--- THE RECORDS ---
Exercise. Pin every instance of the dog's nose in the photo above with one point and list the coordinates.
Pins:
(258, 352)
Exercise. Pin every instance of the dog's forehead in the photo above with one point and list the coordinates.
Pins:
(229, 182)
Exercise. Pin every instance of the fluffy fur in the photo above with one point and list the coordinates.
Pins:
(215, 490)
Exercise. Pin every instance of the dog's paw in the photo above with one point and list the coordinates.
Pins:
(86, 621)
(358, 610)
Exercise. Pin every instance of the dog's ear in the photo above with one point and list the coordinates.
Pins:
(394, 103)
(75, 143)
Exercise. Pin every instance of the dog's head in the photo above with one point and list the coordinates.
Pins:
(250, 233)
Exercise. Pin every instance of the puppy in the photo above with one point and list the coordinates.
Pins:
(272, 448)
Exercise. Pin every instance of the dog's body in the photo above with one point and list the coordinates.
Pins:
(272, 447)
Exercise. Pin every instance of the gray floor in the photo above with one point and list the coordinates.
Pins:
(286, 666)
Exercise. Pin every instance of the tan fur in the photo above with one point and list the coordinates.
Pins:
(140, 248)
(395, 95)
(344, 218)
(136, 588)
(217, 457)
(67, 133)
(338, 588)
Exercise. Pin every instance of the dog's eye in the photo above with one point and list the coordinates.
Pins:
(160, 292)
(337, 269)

--

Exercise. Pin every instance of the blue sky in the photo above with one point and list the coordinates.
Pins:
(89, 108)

--- EXERCISE AIM ---
All that is needed is the number of lines in the material containing the string "with".

--- RESPONSE BOX ---
12